### [EXTRACTED DATA]
** BEGIN **

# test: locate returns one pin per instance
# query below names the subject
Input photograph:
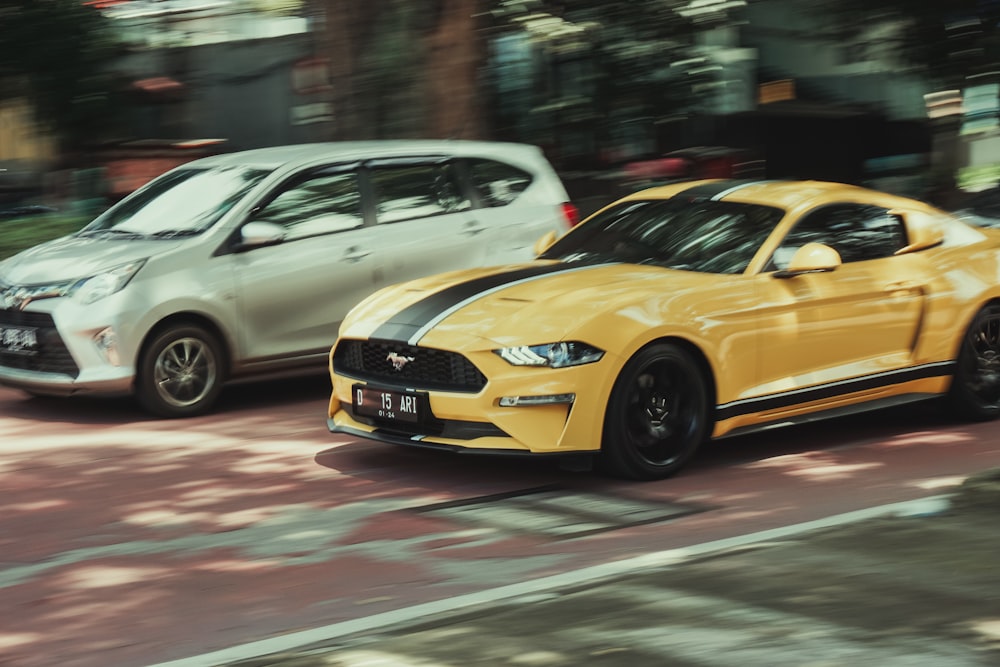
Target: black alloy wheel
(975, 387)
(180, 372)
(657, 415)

** END **
** BEGIN **

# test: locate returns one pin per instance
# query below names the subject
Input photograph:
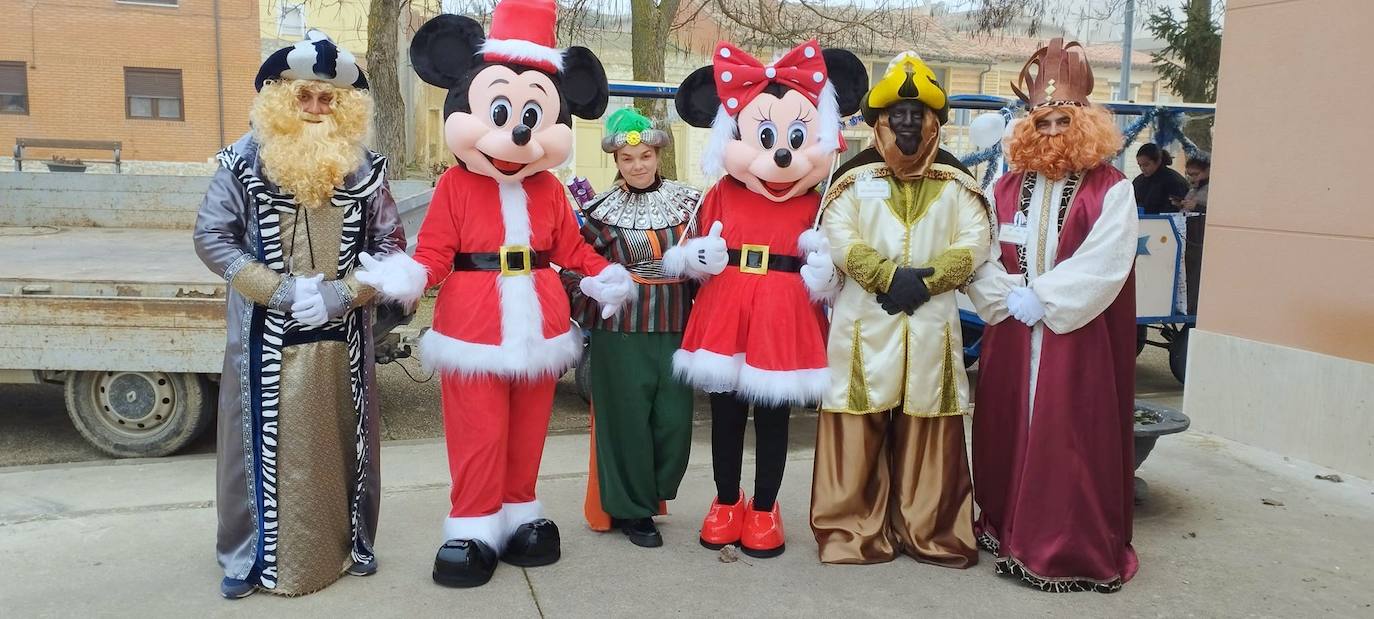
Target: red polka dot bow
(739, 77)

** END **
** BEGIN **

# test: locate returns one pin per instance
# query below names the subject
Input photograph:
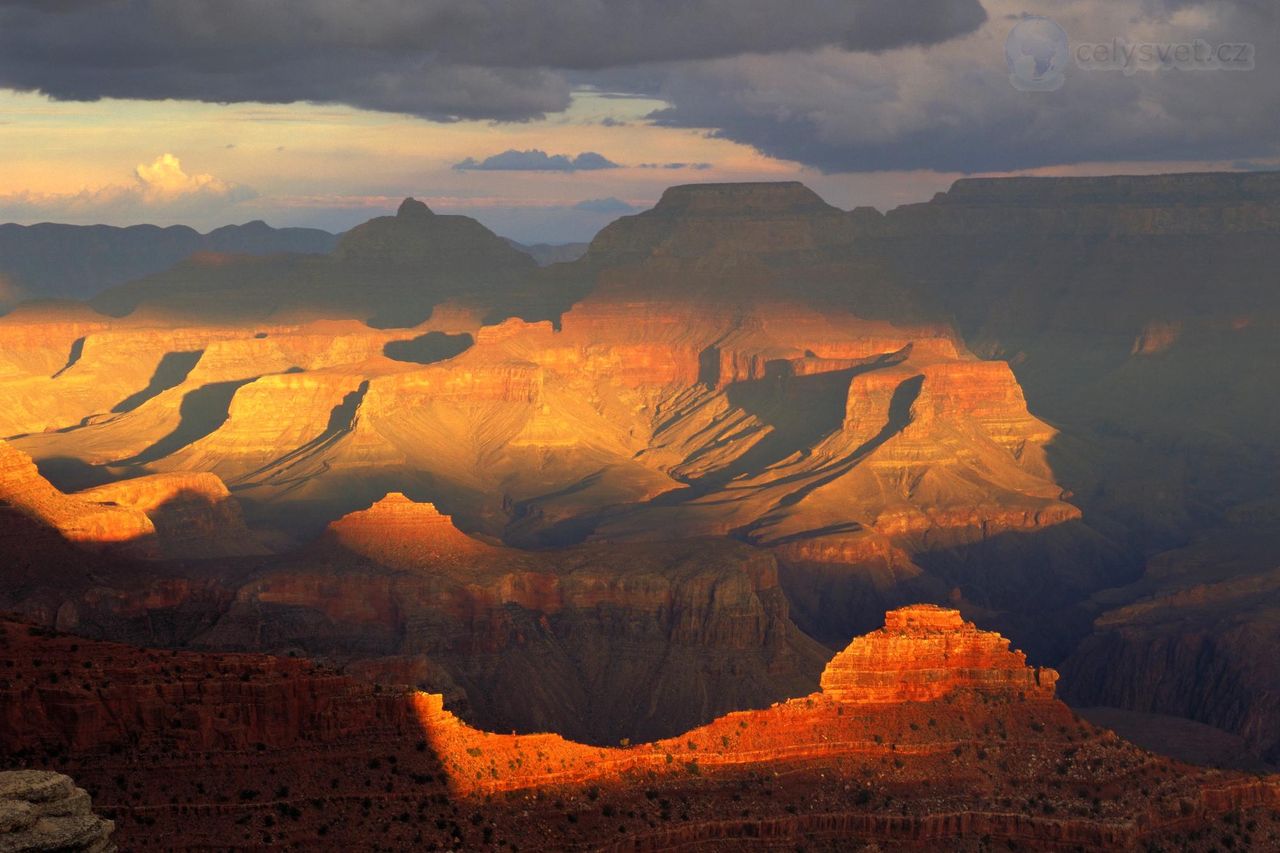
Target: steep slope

** END **

### [WHAT TO PRODUCE]
Extract every line in the data above that contains the string "Target".

### [THE ANSWER]
Target: black alloy wheel
Target: red polka dot bow
Target: steep slope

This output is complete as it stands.